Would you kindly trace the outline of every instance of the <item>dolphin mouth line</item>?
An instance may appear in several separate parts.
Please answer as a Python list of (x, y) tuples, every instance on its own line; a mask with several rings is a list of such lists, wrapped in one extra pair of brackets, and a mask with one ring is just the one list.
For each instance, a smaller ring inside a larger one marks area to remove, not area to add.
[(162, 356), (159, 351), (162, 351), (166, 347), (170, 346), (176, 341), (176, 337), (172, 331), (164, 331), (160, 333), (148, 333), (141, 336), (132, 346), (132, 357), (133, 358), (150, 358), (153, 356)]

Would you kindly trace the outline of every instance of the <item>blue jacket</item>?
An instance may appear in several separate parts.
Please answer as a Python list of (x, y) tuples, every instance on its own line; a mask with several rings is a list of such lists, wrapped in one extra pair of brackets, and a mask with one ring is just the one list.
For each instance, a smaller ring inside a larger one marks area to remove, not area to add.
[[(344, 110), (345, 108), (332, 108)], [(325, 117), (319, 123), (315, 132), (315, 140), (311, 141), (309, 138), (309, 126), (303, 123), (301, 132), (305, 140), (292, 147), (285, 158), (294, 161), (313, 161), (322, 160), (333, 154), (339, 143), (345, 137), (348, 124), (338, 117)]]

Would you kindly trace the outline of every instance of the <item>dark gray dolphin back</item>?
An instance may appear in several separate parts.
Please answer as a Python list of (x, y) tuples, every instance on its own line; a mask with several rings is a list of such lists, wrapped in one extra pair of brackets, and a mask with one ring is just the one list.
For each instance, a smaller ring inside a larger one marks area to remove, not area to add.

+===+

Repeat exactly the lines above from the line that contains "gray dolphin back</item>?" through the end. Include both of these ends; leave out everything else.

> Answer to the task
Would you kindly trace the outline of every instance of the <item>dark gray dolphin back</item>?
An instance may appear in several separate parts.
Please answer as a Python list of (x, y) tuples, every instance on its own line; a mask with several rings is a list of such lists, wrapped in one extra pair of brackets, and a mask with one ring is just the one list.
For each instance, a smaller ring inside a larger one marks area to remove, not area to add.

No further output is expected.